→ **Data records**
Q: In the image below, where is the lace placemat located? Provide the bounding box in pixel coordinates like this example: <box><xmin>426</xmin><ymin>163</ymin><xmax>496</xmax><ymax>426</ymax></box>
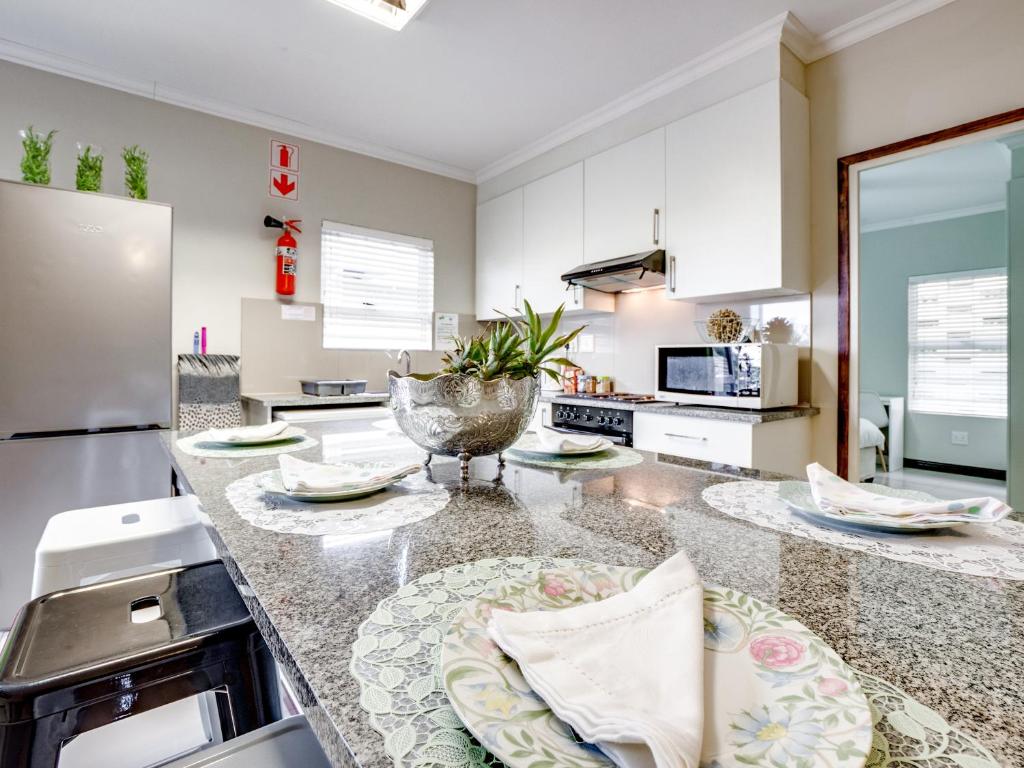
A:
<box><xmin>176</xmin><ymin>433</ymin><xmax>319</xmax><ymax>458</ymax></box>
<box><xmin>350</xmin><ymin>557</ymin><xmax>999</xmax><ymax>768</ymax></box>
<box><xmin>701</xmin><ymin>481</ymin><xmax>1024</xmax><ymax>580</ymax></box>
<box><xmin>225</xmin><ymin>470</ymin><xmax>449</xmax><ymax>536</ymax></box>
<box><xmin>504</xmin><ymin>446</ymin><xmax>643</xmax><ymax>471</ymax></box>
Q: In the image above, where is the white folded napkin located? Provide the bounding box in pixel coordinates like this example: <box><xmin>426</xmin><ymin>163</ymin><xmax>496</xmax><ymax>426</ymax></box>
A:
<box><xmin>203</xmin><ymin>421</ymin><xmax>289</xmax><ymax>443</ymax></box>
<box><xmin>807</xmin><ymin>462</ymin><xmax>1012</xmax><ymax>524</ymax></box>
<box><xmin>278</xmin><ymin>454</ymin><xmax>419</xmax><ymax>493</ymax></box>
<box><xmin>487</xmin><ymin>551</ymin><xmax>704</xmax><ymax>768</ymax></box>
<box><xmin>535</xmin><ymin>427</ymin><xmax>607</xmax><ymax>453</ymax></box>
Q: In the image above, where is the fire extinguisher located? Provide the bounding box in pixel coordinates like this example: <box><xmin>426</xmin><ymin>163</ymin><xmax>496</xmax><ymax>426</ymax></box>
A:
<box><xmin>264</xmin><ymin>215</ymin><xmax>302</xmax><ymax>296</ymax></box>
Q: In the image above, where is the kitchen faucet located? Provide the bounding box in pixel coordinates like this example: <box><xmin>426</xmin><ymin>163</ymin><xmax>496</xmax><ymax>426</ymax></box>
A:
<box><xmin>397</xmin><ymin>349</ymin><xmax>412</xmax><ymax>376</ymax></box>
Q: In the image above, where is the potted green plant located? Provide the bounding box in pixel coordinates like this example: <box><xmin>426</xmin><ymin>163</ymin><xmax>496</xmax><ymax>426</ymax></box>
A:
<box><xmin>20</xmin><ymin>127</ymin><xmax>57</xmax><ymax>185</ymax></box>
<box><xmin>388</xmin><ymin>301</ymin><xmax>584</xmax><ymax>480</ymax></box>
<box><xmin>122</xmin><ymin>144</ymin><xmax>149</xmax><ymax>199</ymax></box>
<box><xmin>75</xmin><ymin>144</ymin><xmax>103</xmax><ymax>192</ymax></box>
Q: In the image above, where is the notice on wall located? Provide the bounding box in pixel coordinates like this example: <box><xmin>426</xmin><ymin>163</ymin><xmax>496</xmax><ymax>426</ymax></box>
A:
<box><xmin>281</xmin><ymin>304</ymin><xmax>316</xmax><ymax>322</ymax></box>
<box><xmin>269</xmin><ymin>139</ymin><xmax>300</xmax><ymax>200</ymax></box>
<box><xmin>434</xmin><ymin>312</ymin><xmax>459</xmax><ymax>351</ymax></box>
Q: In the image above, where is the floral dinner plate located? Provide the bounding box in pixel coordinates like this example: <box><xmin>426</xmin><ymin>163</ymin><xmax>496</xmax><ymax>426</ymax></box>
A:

→ **Exercise prompt**
The answer must be an exact copy of the records, with no images in it.

→ **Problem solution**
Q: In the image below, where is the lace placemat located? Provide the bounding box in pixel coordinates like this example: <box><xmin>426</xmin><ymin>163</ymin><xmax>496</xmax><ymax>426</ymax></box>
A:
<box><xmin>176</xmin><ymin>433</ymin><xmax>319</xmax><ymax>458</ymax></box>
<box><xmin>350</xmin><ymin>557</ymin><xmax>999</xmax><ymax>768</ymax></box>
<box><xmin>701</xmin><ymin>481</ymin><xmax>1024</xmax><ymax>580</ymax></box>
<box><xmin>225</xmin><ymin>470</ymin><xmax>449</xmax><ymax>536</ymax></box>
<box><xmin>504</xmin><ymin>446</ymin><xmax>643</xmax><ymax>471</ymax></box>
Q: In the image above, where is the white folded napkin located? Provide the bounding box in pixel coordinates like this example: <box><xmin>426</xmin><ymin>163</ymin><xmax>496</xmax><ymax>426</ymax></box>
A:
<box><xmin>203</xmin><ymin>421</ymin><xmax>289</xmax><ymax>443</ymax></box>
<box><xmin>807</xmin><ymin>462</ymin><xmax>1012</xmax><ymax>524</ymax></box>
<box><xmin>278</xmin><ymin>454</ymin><xmax>419</xmax><ymax>493</ymax></box>
<box><xmin>487</xmin><ymin>551</ymin><xmax>704</xmax><ymax>768</ymax></box>
<box><xmin>535</xmin><ymin>427</ymin><xmax>607</xmax><ymax>453</ymax></box>
Q: In the image above, where is the fire extinguisher located? Provide the bounding box in pixel coordinates like this example: <box><xmin>426</xmin><ymin>163</ymin><xmax>496</xmax><ymax>426</ymax></box>
A:
<box><xmin>264</xmin><ymin>215</ymin><xmax>302</xmax><ymax>296</ymax></box>
Q: In the image above, where is the kitchen faucet located? Provide the bounding box in pixel coordinates like this example: <box><xmin>426</xmin><ymin>163</ymin><xmax>496</xmax><ymax>426</ymax></box>
A:
<box><xmin>397</xmin><ymin>349</ymin><xmax>412</xmax><ymax>376</ymax></box>
Q: In the image above, where is the potted green plant located? Provide the bounding box in pixel coordinates like this example: <box><xmin>426</xmin><ymin>163</ymin><xmax>496</xmax><ymax>426</ymax></box>
A:
<box><xmin>20</xmin><ymin>127</ymin><xmax>57</xmax><ymax>185</ymax></box>
<box><xmin>388</xmin><ymin>301</ymin><xmax>584</xmax><ymax>480</ymax></box>
<box><xmin>122</xmin><ymin>144</ymin><xmax>149</xmax><ymax>199</ymax></box>
<box><xmin>75</xmin><ymin>144</ymin><xmax>103</xmax><ymax>192</ymax></box>
Q: In the image above, where is the notice on wall located? Provide the bounding box in pixel coordinates like this example: <box><xmin>426</xmin><ymin>163</ymin><xmax>496</xmax><ymax>426</ymax></box>
A:
<box><xmin>281</xmin><ymin>304</ymin><xmax>316</xmax><ymax>322</ymax></box>
<box><xmin>269</xmin><ymin>139</ymin><xmax>300</xmax><ymax>200</ymax></box>
<box><xmin>434</xmin><ymin>312</ymin><xmax>459</xmax><ymax>351</ymax></box>
Q: In the image above, where is the floral dinner plate located? Provide the bounding box in pixel coordinates like this example: <box><xmin>426</xmin><ymin>163</ymin><xmax>496</xmax><ymax>426</ymax></box>
A:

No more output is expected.